◆ SHORT EXERCISE ◆
Turn the entries below into a JSON list of strings, one string per line, skipping any blank lines.
**********
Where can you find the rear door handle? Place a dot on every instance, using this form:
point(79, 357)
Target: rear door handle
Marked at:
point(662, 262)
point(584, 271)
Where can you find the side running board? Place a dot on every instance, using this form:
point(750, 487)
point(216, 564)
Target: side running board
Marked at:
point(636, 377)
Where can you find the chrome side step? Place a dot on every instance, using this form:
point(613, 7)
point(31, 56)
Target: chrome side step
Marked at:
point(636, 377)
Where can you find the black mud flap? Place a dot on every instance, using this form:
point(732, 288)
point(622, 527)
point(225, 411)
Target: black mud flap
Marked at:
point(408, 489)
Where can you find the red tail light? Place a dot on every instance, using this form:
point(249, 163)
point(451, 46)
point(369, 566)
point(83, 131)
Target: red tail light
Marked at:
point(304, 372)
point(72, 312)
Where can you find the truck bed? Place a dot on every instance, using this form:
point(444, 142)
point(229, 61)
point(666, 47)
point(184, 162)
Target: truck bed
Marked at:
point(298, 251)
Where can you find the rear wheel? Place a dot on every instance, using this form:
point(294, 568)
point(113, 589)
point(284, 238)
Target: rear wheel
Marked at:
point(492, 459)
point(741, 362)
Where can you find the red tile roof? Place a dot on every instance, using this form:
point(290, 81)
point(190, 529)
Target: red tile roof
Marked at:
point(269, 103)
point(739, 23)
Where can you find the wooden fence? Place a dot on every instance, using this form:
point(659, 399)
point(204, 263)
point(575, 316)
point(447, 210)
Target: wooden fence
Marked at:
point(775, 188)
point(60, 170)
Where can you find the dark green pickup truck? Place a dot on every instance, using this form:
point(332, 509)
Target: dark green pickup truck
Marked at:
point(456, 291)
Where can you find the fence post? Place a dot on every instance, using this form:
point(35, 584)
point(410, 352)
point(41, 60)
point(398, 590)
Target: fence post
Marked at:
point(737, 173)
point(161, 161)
**********
◆ TASK ANSWER ◆
[
  "Where can you find the rear door handle? Place a dot on every instance, using this form:",
  "point(79, 357)",
  "Target: rear door handle",
  "Marked at:",
  "point(662, 262)",
  "point(584, 271)",
  "Where can you find the side running board? Place a dot on every instance, using this form:",
  "point(750, 487)",
  "point(216, 564)",
  "Target: side running board",
  "Marked at:",
  "point(636, 377)",
  "Where can you find the chrome side step? Place a dot on every instance, using this form:",
  "point(613, 7)",
  "point(31, 56)",
  "Target: chrome side step",
  "Marked at:",
  "point(636, 377)",
  "Where can you find the black mud flap? Place a dot on every instance, using this form:",
  "point(732, 288)",
  "point(622, 527)",
  "point(225, 411)",
  "Target: black mud flap",
  "Marked at:",
  "point(408, 489)",
  "Where can you find the red tail light? Place a dot on every instance, using this form:",
  "point(249, 163)",
  "point(451, 46)",
  "point(369, 566)",
  "point(83, 131)",
  "Target: red tail light",
  "Marked at:",
  "point(304, 372)",
  "point(72, 312)",
  "Where can you find the truck bed? Place a dot on every instance, using this form:",
  "point(444, 142)",
  "point(229, 61)",
  "point(666, 47)",
  "point(184, 162)",
  "Target: truck bed",
  "Marked at:",
  "point(298, 251)",
  "Where can you find the rear wheel? Place a dot on every instance, using this form:",
  "point(294, 568)",
  "point(113, 589)",
  "point(284, 238)",
  "Target: rear wheel",
  "Marked at:",
  "point(492, 459)",
  "point(741, 362)",
  "Where can you find the red tile roof? Place a dot on every instance, using this form:",
  "point(290, 81)",
  "point(190, 529)",
  "Target: red tile roof",
  "Marked at:",
  "point(269, 103)",
  "point(739, 23)",
  "Where can you find the wooden fence? Place a dot on every instance, using this form:",
  "point(659, 399)",
  "point(204, 263)",
  "point(575, 316)",
  "point(447, 210)",
  "Target: wooden fence",
  "Marked at:",
  "point(775, 188)",
  "point(60, 170)",
  "Where can you find the dark green pickup truck? Place a dot on every instance, using this form:",
  "point(332, 509)",
  "Target: dark green pickup truck",
  "Marked at:",
  "point(456, 291)",
  "Where can you find the fence post? Place a dot on every instance, using this form:",
  "point(35, 584)",
  "point(410, 352)",
  "point(41, 60)",
  "point(398, 590)",
  "Target: fence post",
  "Marked at:",
  "point(737, 173)",
  "point(161, 161)"
]